*Given text:*
Woman is left without the senses of self and identity which accrue to the
masculine. Denied the possibility of an agency which would allow her to
transform herself, woman is left without the senses of self and identity which
accrue to the masculine.
How can Irigaray's women discover themselves when any conception of who
they might be has already been decided in advance? How can she speak
without becoming the only speaking subject conceivable to man? How can
she be active when activity is defined as male? How can she design her own
sexuality when even this has been defined by those for whom the phallus is
the central core?
The problem seems intractable. Feminist theory has tried every route, and
found itself in every cul-de-sac. Struggles have been waged both with and
against Marx, Freud, Lacan, Derrida ... sometimes in an effort to claim or
reclaim some notion of identity, subjectivity and agency; sometimes to
eschew it in the name of undecidability or jouissance. But always in relation
to a sacrosanct conception of a male identity which women can either accept,
adapt to, or refuse altogether. Only Irigaray - and even then, only in some of
her works - begins to suggest that there really is no point in pursuing the
masculine dream of self-control, self-identification, self-knowledge and self-
determination. If 'any theory of the subject will always have been
appropriated by the masculine' before the women can get close to it, only the
destruction of this subject will suffice.

*Exercise tasks:*
a - Say whether each statement agrees with the passage on Irigaray, answering yes or no and quoting the words of the passage that decide it. (i) The passage says feminist theory has ended up in every cul-de-sac. (ii) The passage says all of Irigaray's works suggest there is no point in pursuing the masculine dream of self-control. (iii) The passage says feminist struggles have been waged only against Marx, Freud, Lacan and Derrida.
b - Carry on the passage on Irigaray from its last sentence.

[Point-per-instance localization data]
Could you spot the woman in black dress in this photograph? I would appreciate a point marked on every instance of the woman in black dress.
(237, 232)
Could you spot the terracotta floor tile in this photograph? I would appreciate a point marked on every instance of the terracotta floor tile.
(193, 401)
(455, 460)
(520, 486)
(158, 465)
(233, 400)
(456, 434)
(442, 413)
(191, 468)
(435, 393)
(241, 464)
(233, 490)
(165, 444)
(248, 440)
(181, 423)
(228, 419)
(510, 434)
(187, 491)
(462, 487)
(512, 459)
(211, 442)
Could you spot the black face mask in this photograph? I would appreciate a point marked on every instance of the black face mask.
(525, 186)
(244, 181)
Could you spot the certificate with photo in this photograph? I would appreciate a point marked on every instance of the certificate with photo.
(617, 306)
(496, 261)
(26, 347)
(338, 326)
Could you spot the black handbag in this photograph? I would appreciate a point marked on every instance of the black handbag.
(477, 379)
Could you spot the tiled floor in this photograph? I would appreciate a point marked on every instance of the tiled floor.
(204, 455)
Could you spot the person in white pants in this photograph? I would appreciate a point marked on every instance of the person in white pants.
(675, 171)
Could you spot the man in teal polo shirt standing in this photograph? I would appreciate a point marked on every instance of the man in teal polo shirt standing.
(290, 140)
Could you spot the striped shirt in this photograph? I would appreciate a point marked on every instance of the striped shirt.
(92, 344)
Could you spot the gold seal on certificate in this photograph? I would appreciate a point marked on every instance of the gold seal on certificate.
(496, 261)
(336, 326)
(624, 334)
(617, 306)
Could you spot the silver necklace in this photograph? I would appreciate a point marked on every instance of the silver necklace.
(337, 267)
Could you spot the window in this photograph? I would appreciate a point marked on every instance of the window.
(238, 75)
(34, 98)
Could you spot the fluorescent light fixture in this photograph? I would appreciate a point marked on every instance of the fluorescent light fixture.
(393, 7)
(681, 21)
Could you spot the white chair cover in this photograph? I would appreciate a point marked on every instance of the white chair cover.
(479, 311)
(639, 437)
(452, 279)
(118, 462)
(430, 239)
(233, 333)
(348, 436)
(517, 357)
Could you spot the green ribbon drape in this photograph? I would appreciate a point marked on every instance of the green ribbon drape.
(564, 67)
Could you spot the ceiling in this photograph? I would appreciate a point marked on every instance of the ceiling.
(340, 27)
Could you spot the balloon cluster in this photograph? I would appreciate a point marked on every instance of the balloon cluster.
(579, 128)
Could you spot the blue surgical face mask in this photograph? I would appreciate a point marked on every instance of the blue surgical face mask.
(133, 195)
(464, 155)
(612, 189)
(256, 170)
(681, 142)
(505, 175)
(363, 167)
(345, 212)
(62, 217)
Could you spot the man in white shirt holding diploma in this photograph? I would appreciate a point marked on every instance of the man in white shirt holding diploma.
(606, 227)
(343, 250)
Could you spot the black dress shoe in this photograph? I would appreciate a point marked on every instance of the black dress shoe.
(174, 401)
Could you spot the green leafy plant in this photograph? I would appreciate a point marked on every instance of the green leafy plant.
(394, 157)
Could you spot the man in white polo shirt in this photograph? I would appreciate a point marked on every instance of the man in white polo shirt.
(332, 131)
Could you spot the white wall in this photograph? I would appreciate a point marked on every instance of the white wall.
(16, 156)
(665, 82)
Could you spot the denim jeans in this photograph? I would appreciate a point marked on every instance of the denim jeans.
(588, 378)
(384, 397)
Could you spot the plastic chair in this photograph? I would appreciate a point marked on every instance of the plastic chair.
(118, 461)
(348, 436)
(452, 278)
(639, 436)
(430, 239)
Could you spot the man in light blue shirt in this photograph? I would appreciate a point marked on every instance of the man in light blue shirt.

*Outputs in order:*
a -
(i) Yes: "Feminist theory has tried every route, and found itself in every cul-de-sac."
(ii) No: "Only Irigaray - and even then, only in some of her works - begins to suggest that there really is no point in pursuing the masculine dream of self-control"
(iii) No: "Struggles have been waged both with and against Marx, Freud, Lacan, Derrida"

b -
[P]atriarchy is not a closed system, and can never be entirely secure. It too
has an 'outside', from which it has 'in some way borrowed energy', as is clear
from the fact that in spite of patriarchy's love of origins and sources, 'the
origin of its [own] motive force remains, partially, unexplained,
eluded' (lrigaray). It needs to contain and control what it understands as
'woman' and 'the feminine', but it cannot do without them: indeed, as its
media, means of communication, reproduction and exchange, women are the
very fabric of its culture, the material precondition of the world it controls.